» **Directive 1**
In the forum thread, where did the neighbors' two beagle puppies finally find a home?
» **Directive 2**
Please copy the passage of the forum thread starting with "## StevieB (Feb" and going on through "even second-hand experience.".

» **Selected text**
▬▬▬▬▬▬

So this is my second hand experience/knowledge after 1 1/2 years in business dealing with a repeat clientele rather then in my old location and dealing with tourists. 





Ladysmom said:


> Excellent post. :thumbsup:
> 
> FYI, the OP hasn't been here since yesterday afternoon so she may have abandoned this thread anyway.



I was thinking the same thing. On both points.


----------



## StevieB (Feb 2, 2012)

zooeysmom said:


> I would like to hear personal stories of those who adopted littermates, or puppies at the same time and it didn't work out. I've read plenty of articles, I want first or even second-hand experience.


My next door neighbors thought it would be "fun" to get beagle puppies for their boys so they brought home 8 week old sisters for Christmas. The puppy moon wore off within a few months and they spent the next two years trying to get rid of them. Problem was, they wanted to keep them together b/c they were bonded so it was really hard to find them a home (I think they would have been fine being separated, but I'm betting the owners felt guilty). Plus they were out of control, no obedience, poorly socialized (all to the fault of the owner). They went into it blindly just couldn't handle two puppies at the same time. They finally found them a home with a relative in Arkansas. Granted they're not maltese, but I think behavior problems escalate when there are two at the same time, like they just feed off each other, and you have to work REALLY hard and be diligent to work with them separately and consistently. And I would imagine this is true with ANY breed. No one's saying it can't be done properly, but there is no denying it does require a LOT more work and commitment from the owner. And if someone's going to take that on they should know what to expect.

▬▬▬▬▬▬

» **Dataset excerpt**
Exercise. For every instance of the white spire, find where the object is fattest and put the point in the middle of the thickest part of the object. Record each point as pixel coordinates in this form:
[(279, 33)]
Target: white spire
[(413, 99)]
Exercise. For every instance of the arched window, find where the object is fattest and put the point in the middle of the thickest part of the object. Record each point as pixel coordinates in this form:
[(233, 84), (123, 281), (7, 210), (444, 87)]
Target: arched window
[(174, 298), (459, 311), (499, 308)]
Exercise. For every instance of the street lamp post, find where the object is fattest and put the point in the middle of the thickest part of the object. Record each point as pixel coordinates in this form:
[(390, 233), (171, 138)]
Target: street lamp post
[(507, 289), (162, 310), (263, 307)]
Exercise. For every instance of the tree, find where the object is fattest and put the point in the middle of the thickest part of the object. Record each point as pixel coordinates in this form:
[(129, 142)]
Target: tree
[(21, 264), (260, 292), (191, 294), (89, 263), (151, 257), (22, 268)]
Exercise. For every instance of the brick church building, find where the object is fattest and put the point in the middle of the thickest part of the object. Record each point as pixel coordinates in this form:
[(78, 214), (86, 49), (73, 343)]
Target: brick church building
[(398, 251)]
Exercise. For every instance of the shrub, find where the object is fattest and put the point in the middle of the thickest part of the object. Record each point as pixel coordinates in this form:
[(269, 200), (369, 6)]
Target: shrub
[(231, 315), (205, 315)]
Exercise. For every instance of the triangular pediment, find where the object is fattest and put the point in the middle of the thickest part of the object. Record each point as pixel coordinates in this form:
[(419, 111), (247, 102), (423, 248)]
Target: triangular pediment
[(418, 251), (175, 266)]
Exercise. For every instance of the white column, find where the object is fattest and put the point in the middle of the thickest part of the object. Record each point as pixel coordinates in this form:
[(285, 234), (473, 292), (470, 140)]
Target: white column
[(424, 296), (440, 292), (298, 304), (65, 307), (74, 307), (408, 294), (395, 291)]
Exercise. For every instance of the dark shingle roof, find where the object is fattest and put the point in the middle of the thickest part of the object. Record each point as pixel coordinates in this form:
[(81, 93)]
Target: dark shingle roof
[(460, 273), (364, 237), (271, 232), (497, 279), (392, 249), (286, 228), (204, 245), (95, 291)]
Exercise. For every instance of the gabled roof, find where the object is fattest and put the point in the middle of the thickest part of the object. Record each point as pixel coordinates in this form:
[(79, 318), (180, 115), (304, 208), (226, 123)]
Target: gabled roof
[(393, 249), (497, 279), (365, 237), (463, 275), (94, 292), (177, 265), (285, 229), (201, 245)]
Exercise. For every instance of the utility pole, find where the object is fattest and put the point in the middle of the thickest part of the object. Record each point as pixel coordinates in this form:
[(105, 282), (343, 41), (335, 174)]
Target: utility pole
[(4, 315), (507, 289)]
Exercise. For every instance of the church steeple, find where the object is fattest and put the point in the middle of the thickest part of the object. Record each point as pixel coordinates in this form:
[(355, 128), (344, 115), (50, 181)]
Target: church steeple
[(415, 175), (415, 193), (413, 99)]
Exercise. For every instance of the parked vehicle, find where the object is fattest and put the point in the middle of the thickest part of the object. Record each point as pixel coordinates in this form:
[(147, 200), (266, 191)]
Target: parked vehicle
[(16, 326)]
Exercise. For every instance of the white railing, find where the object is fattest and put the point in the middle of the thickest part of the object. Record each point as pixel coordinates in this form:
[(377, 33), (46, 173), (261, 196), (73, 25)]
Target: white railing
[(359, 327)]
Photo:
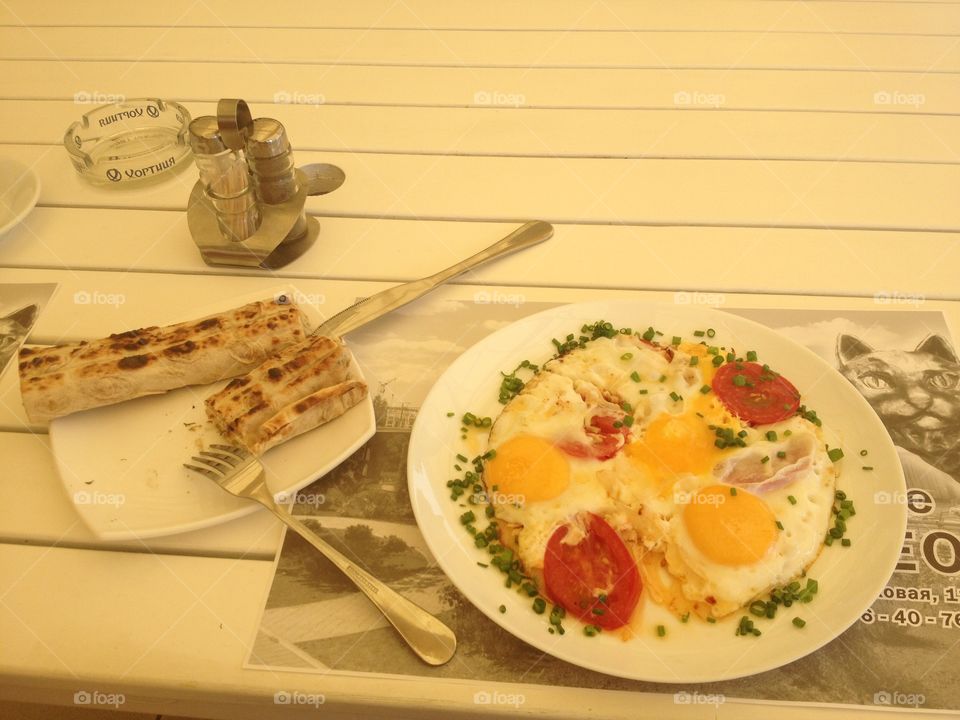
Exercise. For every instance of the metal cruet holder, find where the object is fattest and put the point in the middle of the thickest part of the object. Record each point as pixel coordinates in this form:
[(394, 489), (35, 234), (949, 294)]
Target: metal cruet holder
[(239, 159)]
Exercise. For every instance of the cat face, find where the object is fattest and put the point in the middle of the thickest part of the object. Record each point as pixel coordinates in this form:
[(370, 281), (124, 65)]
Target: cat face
[(915, 392)]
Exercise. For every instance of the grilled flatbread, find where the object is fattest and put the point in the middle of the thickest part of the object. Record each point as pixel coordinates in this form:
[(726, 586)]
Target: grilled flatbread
[(247, 402), (64, 379), (310, 412), (306, 385)]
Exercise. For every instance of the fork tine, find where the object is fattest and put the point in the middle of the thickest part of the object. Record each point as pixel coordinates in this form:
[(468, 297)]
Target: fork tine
[(238, 453), (204, 471), (218, 458), (211, 466)]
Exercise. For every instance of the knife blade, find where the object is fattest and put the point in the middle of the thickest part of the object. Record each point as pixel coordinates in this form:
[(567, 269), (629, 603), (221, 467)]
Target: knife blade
[(362, 312)]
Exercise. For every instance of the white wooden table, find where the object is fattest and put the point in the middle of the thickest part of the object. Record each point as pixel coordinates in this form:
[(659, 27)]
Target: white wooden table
[(782, 153)]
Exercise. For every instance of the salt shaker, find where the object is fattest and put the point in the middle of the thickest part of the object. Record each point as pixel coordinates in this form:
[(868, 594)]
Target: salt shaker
[(226, 180), (270, 158)]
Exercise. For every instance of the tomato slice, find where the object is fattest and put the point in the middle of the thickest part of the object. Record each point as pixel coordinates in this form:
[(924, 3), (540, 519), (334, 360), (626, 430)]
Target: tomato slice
[(575, 576), (605, 439), (755, 395)]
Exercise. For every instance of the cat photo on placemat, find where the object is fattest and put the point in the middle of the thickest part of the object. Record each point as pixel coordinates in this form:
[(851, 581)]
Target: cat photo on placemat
[(916, 393)]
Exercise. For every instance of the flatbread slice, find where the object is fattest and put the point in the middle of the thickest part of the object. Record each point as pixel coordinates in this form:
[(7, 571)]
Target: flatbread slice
[(306, 414), (59, 380), (247, 402)]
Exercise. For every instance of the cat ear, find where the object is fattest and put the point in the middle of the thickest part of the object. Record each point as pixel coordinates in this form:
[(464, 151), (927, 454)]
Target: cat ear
[(936, 345), (849, 347)]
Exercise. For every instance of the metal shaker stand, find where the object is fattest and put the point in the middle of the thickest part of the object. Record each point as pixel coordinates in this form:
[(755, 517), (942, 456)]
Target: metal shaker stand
[(269, 246)]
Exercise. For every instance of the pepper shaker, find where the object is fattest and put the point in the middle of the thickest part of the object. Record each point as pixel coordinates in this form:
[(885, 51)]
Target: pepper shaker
[(270, 158), (226, 181)]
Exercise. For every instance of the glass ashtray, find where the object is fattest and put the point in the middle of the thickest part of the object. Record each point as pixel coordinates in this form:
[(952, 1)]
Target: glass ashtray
[(130, 142)]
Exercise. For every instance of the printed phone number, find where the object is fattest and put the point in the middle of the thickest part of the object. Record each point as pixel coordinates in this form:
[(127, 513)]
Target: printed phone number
[(910, 617)]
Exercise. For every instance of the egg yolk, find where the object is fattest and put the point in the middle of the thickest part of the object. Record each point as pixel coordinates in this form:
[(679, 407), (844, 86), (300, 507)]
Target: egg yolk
[(674, 444), (730, 529), (528, 467)]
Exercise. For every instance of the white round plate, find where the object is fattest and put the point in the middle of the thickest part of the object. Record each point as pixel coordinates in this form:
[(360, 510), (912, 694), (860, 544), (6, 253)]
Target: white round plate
[(19, 190), (850, 578), (122, 465)]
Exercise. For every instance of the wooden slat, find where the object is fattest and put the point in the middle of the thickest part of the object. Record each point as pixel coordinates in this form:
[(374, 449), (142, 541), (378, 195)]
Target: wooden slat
[(736, 50), (844, 17), (848, 262), (667, 192), (674, 133), (30, 480), (486, 87)]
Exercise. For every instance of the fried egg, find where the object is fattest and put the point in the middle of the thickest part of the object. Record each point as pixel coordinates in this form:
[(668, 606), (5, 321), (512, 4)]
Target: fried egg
[(628, 430)]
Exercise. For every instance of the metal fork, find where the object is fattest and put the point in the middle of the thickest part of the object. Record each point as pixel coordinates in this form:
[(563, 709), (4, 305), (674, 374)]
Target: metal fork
[(241, 474)]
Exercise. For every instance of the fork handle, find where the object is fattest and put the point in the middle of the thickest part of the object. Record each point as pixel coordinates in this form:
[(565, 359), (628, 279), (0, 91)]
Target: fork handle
[(429, 638)]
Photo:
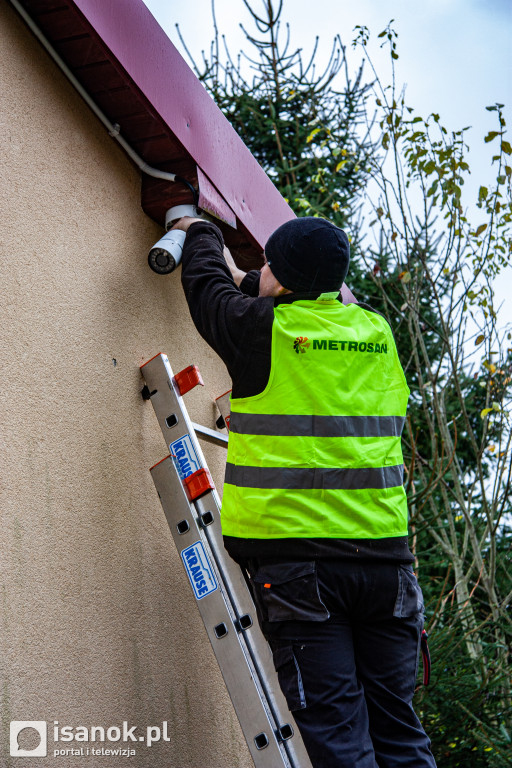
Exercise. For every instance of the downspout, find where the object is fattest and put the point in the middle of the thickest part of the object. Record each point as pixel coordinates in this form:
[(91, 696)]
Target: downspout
[(112, 128)]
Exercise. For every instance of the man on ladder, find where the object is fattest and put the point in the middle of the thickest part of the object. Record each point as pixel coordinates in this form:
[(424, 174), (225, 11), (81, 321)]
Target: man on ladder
[(314, 507)]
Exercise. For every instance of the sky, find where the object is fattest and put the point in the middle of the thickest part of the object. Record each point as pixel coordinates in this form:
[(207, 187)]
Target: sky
[(455, 56)]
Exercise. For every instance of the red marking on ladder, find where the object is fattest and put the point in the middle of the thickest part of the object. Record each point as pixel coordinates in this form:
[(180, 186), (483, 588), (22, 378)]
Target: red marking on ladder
[(198, 483), (188, 378)]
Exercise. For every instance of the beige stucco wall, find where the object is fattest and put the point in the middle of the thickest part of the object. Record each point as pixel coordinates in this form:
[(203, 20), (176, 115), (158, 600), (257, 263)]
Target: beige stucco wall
[(98, 624)]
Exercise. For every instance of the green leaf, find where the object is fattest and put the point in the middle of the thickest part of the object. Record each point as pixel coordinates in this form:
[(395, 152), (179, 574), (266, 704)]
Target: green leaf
[(312, 135)]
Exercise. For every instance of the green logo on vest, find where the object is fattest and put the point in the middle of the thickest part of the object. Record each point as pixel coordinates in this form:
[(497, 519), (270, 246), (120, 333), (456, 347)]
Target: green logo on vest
[(300, 344)]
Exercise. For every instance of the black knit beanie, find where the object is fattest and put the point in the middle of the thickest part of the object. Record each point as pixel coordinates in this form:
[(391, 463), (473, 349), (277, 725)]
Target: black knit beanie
[(308, 254)]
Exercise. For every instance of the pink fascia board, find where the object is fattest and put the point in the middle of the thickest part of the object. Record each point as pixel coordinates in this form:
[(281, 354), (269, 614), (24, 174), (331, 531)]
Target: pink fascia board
[(161, 74)]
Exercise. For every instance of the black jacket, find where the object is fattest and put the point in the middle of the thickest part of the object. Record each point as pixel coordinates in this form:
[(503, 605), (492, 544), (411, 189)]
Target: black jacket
[(237, 324)]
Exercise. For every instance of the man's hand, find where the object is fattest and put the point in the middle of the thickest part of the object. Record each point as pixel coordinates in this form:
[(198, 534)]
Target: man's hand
[(185, 222)]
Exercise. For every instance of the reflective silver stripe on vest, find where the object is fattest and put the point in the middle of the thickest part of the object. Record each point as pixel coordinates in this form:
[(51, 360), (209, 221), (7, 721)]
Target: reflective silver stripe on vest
[(316, 426), (335, 479)]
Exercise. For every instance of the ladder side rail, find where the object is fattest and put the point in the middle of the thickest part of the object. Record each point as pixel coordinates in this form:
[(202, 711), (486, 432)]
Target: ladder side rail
[(240, 677), (168, 402)]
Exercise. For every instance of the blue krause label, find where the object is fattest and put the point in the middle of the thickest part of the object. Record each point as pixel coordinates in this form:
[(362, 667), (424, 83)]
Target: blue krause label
[(199, 570), (184, 456)]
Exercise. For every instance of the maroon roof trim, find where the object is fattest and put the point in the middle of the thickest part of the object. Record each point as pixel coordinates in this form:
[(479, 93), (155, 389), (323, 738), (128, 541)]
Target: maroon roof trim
[(158, 70)]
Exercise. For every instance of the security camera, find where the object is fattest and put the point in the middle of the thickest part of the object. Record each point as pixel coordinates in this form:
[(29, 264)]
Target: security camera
[(165, 255)]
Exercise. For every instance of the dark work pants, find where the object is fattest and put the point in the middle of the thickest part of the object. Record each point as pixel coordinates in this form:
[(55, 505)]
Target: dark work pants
[(345, 638)]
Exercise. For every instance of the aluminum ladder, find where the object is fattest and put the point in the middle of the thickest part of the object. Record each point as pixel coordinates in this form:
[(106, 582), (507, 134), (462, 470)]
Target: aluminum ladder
[(192, 508)]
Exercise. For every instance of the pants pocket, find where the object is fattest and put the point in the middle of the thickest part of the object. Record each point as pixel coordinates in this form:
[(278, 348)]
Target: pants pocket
[(289, 592), (409, 601), (289, 676)]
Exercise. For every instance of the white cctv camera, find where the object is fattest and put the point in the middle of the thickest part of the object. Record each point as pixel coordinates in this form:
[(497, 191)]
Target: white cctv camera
[(165, 255)]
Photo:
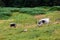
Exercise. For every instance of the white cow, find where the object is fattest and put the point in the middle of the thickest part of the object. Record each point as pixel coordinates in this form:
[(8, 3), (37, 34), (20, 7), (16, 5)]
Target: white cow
[(43, 21)]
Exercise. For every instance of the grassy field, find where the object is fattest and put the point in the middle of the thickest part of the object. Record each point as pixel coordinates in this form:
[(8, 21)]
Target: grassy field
[(25, 20)]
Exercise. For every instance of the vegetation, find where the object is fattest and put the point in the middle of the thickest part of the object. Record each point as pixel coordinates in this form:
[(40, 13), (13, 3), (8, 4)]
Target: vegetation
[(28, 3), (26, 19)]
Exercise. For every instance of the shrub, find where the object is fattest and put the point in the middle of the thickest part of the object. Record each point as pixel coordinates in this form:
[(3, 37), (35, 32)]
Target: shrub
[(55, 8)]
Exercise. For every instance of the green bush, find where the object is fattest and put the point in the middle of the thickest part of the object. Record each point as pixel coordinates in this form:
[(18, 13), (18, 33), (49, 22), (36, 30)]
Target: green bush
[(5, 15), (55, 8)]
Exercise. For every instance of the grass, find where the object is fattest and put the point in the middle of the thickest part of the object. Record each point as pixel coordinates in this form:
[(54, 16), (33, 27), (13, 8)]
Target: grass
[(28, 21)]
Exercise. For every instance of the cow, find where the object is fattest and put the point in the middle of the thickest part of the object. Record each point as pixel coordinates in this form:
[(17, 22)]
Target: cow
[(13, 25)]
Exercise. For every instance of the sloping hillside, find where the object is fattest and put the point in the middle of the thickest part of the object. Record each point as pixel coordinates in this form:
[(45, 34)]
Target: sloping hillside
[(27, 21)]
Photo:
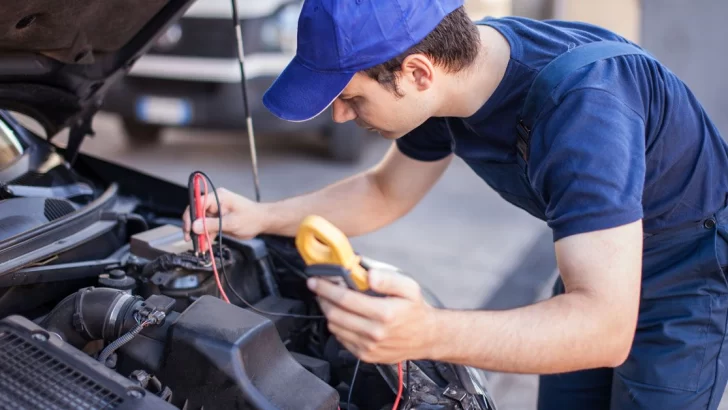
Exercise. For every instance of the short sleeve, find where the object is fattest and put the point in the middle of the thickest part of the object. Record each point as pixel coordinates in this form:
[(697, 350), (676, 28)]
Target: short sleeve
[(431, 141), (588, 162)]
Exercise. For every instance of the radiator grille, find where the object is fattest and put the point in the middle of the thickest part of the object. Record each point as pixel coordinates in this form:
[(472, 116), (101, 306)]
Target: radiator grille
[(32, 379), (57, 208)]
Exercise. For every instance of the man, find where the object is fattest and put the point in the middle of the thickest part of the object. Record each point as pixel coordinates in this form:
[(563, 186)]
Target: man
[(618, 158)]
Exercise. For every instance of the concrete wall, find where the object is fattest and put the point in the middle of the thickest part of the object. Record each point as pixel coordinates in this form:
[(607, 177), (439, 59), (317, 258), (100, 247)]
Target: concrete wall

▬▬▬▬▬▬

» **Written reply 1**
With a relative in Arkansas.

» **Written reply 2**
## StevieB (Feb 2, 2012)

zooeysmom said:


> I would like to hear personal stories of those who adopted littermates, or puppies at the same time and it didn't work out. I've read plenty of articles, I want first or even second-hand experience.